DATENSÄTZE DIESER ÜBUNG:
= = =
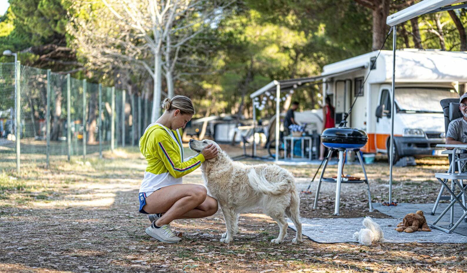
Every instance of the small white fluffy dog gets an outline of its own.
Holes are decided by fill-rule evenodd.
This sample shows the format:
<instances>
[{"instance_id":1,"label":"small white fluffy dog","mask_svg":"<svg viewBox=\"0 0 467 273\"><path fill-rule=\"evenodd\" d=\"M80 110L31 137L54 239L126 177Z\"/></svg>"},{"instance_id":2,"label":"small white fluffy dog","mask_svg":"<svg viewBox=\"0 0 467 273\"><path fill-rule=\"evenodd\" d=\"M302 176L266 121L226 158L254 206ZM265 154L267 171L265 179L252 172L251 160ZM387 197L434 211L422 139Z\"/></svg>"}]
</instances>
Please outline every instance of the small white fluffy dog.
<instances>
[{"instance_id":1,"label":"small white fluffy dog","mask_svg":"<svg viewBox=\"0 0 467 273\"><path fill-rule=\"evenodd\" d=\"M384 233L381 227L373 222L369 216L363 219L363 225L367 228L362 228L360 231L354 233L354 239L360 244L370 246L372 242L383 242Z\"/></svg>"},{"instance_id":2,"label":"small white fluffy dog","mask_svg":"<svg viewBox=\"0 0 467 273\"><path fill-rule=\"evenodd\" d=\"M287 235L288 225L284 214L297 229L292 242L301 242L300 198L292 174L277 165L249 165L234 161L212 140L190 140L190 149L198 153L210 144L217 147L218 155L201 164L201 172L210 195L217 199L225 219L227 232L220 241L228 243L233 239L241 212L262 207L280 230L279 236L271 242L280 244Z\"/></svg>"}]
</instances>

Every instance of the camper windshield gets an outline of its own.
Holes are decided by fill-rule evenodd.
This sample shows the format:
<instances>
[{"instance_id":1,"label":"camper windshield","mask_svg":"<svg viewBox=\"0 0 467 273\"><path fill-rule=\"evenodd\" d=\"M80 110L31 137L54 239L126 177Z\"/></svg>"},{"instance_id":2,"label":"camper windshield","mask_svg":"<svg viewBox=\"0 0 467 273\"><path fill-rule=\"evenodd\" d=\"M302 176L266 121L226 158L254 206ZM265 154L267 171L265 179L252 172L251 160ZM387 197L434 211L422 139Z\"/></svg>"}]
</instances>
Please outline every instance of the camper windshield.
<instances>
[{"instance_id":1,"label":"camper windshield","mask_svg":"<svg viewBox=\"0 0 467 273\"><path fill-rule=\"evenodd\" d=\"M454 89L448 88L401 88L395 91L398 111L406 113L442 113L440 101L459 97Z\"/></svg>"}]
</instances>

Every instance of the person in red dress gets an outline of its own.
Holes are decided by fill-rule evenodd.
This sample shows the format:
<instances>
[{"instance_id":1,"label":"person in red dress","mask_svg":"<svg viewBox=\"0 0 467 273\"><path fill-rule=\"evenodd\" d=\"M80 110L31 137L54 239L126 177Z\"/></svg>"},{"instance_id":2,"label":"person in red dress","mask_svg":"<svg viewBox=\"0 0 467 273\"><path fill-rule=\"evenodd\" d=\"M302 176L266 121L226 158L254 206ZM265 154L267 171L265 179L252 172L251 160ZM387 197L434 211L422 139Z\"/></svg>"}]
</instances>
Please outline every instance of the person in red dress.
<instances>
[{"instance_id":1,"label":"person in red dress","mask_svg":"<svg viewBox=\"0 0 467 273\"><path fill-rule=\"evenodd\" d=\"M334 120L334 107L331 103L331 98L329 96L326 97L325 100L326 104L323 107L323 130L327 128L332 128L336 126ZM324 159L325 147L322 143L319 147L319 160Z\"/></svg>"}]
</instances>

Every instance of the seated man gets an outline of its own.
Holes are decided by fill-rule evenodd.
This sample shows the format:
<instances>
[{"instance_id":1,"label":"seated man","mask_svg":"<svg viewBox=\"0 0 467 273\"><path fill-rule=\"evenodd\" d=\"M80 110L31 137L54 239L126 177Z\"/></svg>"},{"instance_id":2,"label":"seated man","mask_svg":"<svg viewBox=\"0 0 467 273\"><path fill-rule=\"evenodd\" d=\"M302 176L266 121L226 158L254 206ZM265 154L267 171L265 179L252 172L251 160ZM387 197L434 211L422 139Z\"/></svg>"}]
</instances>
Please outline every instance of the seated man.
<instances>
[{"instance_id":1,"label":"seated man","mask_svg":"<svg viewBox=\"0 0 467 273\"><path fill-rule=\"evenodd\" d=\"M446 144L467 144L467 93L460 96L460 102L459 109L463 116L456 118L449 123L446 133ZM464 164L462 166L462 172L467 172L467 164Z\"/></svg>"}]
</instances>

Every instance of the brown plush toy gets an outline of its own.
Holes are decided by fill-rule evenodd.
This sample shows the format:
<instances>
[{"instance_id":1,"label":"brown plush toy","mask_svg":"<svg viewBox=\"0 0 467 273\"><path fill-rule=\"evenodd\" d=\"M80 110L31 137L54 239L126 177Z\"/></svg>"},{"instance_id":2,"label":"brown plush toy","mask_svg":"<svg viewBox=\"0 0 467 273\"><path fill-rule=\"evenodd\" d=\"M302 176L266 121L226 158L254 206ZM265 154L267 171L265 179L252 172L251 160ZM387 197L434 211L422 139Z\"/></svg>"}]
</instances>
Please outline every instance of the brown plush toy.
<instances>
[{"instance_id":1,"label":"brown plush toy","mask_svg":"<svg viewBox=\"0 0 467 273\"><path fill-rule=\"evenodd\" d=\"M414 231L432 231L426 223L426 219L423 215L423 212L417 211L417 212L408 213L404 219L395 229L398 232L404 231L407 233Z\"/></svg>"}]
</instances>

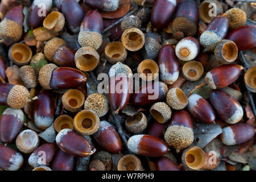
= = =
ZIEL:
Geben Sie sämtliche Zeilen der obigen Datensätze unverändert und in derselben Reihenfolge wieder. Die Bilder lassen Sie in der Antwort weg.

VOLLSTÄNDIGE ANTWORT:
Every instance of the small white fluffy dog gets an outline of its own.
Holes are decided by fill-rule evenodd.
This sample shows the format:
<instances>
[{"instance_id":1,"label":"small white fluffy dog","mask_svg":"<svg viewBox=\"0 0 467 273\"><path fill-rule=\"evenodd\" d=\"M80 110L31 137L54 239L126 177Z\"/></svg>"},{"instance_id":2,"label":"small white fluffy dog","mask_svg":"<svg viewBox=\"0 0 467 273\"><path fill-rule=\"evenodd\" d=\"M302 176L266 121L226 158L254 206ZM265 154L267 171L265 179L252 172L251 160ZM387 197L434 211L422 139Z\"/></svg>"}]
</instances>
Please outline every instance of the small white fluffy dog.
<instances>
[{"instance_id":1,"label":"small white fluffy dog","mask_svg":"<svg viewBox=\"0 0 467 273\"><path fill-rule=\"evenodd\" d=\"M384 233L381 227L373 222L369 216L363 219L363 225L367 228L362 228L360 231L354 233L354 239L360 244L370 246L372 242L383 242Z\"/></svg>"},{"instance_id":2,"label":"small white fluffy dog","mask_svg":"<svg viewBox=\"0 0 467 273\"><path fill-rule=\"evenodd\" d=\"M287 235L288 225L284 214L297 229L292 242L301 242L300 198L292 174L277 165L249 165L234 161L212 140L190 140L190 149L198 153L210 144L217 147L218 155L201 164L201 172L210 195L217 199L225 219L227 232L220 241L228 243L233 239L241 212L262 207L280 230L279 236L271 242L280 244Z\"/></svg>"}]
</instances>

Every instance of the camper windshield gets an outline of its own.
Holes are decided by fill-rule evenodd.
This sample shows the format:
<instances>
[{"instance_id":1,"label":"camper windshield","mask_svg":"<svg viewBox=\"0 0 467 273\"><path fill-rule=\"evenodd\" d=\"M80 110L31 137L54 239L126 177Z\"/></svg>"},{"instance_id":2,"label":"camper windshield","mask_svg":"<svg viewBox=\"0 0 467 273\"><path fill-rule=\"evenodd\" d=\"M302 176L266 121L226 158L254 206ZM265 154L267 171L265 179L252 172L251 160ZM387 197L434 211L422 139Z\"/></svg>"}]
</instances>
Please outline every instance of the camper windshield.
<instances>
[{"instance_id":1,"label":"camper windshield","mask_svg":"<svg viewBox=\"0 0 467 273\"><path fill-rule=\"evenodd\" d=\"M454 89L448 88L401 88L395 91L398 111L406 113L442 113L440 101L459 97Z\"/></svg>"}]
</instances>

Every instance of the person in red dress gets an outline of its own.
Holes are decided by fill-rule evenodd.
This sample shows the format:
<instances>
[{"instance_id":1,"label":"person in red dress","mask_svg":"<svg viewBox=\"0 0 467 273\"><path fill-rule=\"evenodd\" d=\"M80 110L31 137L54 239L126 177Z\"/></svg>"},{"instance_id":2,"label":"person in red dress","mask_svg":"<svg viewBox=\"0 0 467 273\"><path fill-rule=\"evenodd\" d=\"M302 176L266 121L226 158L254 206ZM265 154L267 171L265 179L252 172L251 160ZM387 197L434 211L422 139Z\"/></svg>"}]
</instances>
Please outline every instance of the person in red dress.
<instances>
[{"instance_id":1,"label":"person in red dress","mask_svg":"<svg viewBox=\"0 0 467 273\"><path fill-rule=\"evenodd\" d=\"M334 120L334 107L331 103L331 98L329 96L326 97L325 100L326 104L323 107L323 130L327 128L332 128L336 126ZM324 159L325 147L322 143L319 147L319 160Z\"/></svg>"}]
</instances>

Every instance of the seated man gets an outline of its own.
Holes are decided by fill-rule evenodd.
This sample shows the format:
<instances>
[{"instance_id":1,"label":"seated man","mask_svg":"<svg viewBox=\"0 0 467 273\"><path fill-rule=\"evenodd\" d=\"M80 110L31 137L54 239L126 177Z\"/></svg>"},{"instance_id":2,"label":"seated man","mask_svg":"<svg viewBox=\"0 0 467 273\"><path fill-rule=\"evenodd\" d=\"M302 176L266 121L226 158L254 206ZM265 154L267 171L265 179L252 172L251 160ZM387 197L434 211L422 139Z\"/></svg>"}]
</instances>
Please outline every instance of the seated man.
<instances>
[{"instance_id":1,"label":"seated man","mask_svg":"<svg viewBox=\"0 0 467 273\"><path fill-rule=\"evenodd\" d=\"M446 144L467 144L467 93L460 96L460 102L459 109L463 116L456 118L449 123L446 133ZM464 164L462 166L462 172L467 172L467 164Z\"/></svg>"}]
</instances>

Every instance of the brown plush toy gets an outline of its own.
Holes are decided by fill-rule evenodd.
This sample shows the format:
<instances>
[{"instance_id":1,"label":"brown plush toy","mask_svg":"<svg viewBox=\"0 0 467 273\"><path fill-rule=\"evenodd\" d=\"M80 110L31 137L54 239L126 177Z\"/></svg>"},{"instance_id":2,"label":"brown plush toy","mask_svg":"<svg viewBox=\"0 0 467 273\"><path fill-rule=\"evenodd\" d=\"M302 176L266 121L226 158L254 206ZM265 154L267 171L265 179L252 172L251 160ZM387 197L434 211L422 139Z\"/></svg>"}]
</instances>
Please outline every instance of the brown plush toy.
<instances>
[{"instance_id":1,"label":"brown plush toy","mask_svg":"<svg viewBox=\"0 0 467 273\"><path fill-rule=\"evenodd\" d=\"M414 231L432 231L426 223L426 219L423 215L423 212L417 211L417 212L408 213L404 219L395 229L398 232L404 231L407 233Z\"/></svg>"}]
</instances>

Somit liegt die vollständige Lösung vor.